Continue the article below about socialism's record abroad, starting right after its last sentence.

§ **Source excerpt**
━━━

SAS: Learning lessons from across the world

To learn more about the Stand Against Socialism (SAS) campaign, click here.

by Chloe Westley, Campaign Manager

At the TPA, we believe in lower taxes and better public services, because these policies have been proven to improve the lives of millions of people across the world. In stark comparison, socialism has caused misery and destruction. It's failed every time it has been tried, from one corner of the globe to the other.

Yet when politicians here talk about the benefits of statist policies, they rarely talk about the UK. In almost every case - apart from the NHS - they point to 'better' socialist systems overseas. We hear it time and again, not least about our friends in Scandinavia.  Jeremy Corbyn once called the socialist regime in Venezuela an ‘inspiration’, alongside other prominent figures in the Labour party. But - painfully and predictably - the experiment in Venezuela has now failed.

The oil-rich country, which used to be one of the wealthiest in South America, is suffering from hyperinflation of 1.3 million percent, leaving millions of Venezuelan’s starving and causing a mass exodus of three-million people. Among the disastrous ideas lauded by these purveyors of illiterate economics are price controls, which led manufacturers of goods to simply stop manufacturing or importing them to Venezuela, as they were not making a profit. This has led to a scarcity of products, and as a result many Venezuelans are paying marked-up prices on the black market, or for those who cannot afford this, eating zoo animals.

━━━

§ **Available data**
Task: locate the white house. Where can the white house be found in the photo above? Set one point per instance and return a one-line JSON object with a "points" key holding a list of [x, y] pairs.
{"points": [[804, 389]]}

━━━

§ **Reply**
It should go without saying that any economic model that results in people being forced to eat their own pets is far from ideal. Yet even at rock bottom, the curative powers of socialism’s alternative — free markets — are evident. Deng Xiaoping, the former Chinese Premier, had come to power just six years after the death of Mao Zedong, who had overseen the catastrophe of the Great Leap Forward, and with it, the deaths of an incalculably massive number of his own people.

Despite this, Deng opened up the Chinese economy to market forces. He slowly rolled back some of the worst socialist policies that had governed China for decades, resulting in a surge of prosperity. China was coming to enjoy the benefits that the liberal west took for granted. As Sir Vince Cable put it, Deng’s capitalist reforms were “an economic transformation which lifted hundreds of millions of people out of poverty and converted a poor, inward looking, totalitarian country into a global superpower.” 

So why is it that in Europe, Asia and the Americas alike, socialism has routinely failed, not only to make life better for ordinary people, but has actively made it worse?

Socialist states like Venezuela rely on central planning in order to function, with civil servants given responsibility for setting prices on everything from oil to bread. It's a concept that has failed spectacularly so many times. The fact is that bureaucrats rarely get the balance right. In the UK, tuition fees have created swathes of undervalued degrees; train fare caps stunt investment in the railway network. But even now, British politicians continue to call for price controls on rent and energy bills.

It’s one of the main lessons of socialist disasters of the last century, which instinctive interventionists have yet to learn. These systems have proved to be basically unworkable, let alone in the complex world of the 21st century. Market forces, based on hundreds of millions of voluntary exchanges every day, can judge the value of goods and services in a free society far better than any civil servant in Whitehall could ever hope to. Trying to understand, predict and outdo the billions of decisions made by consumers is impossible, but for some, the allure of central planning remains strong.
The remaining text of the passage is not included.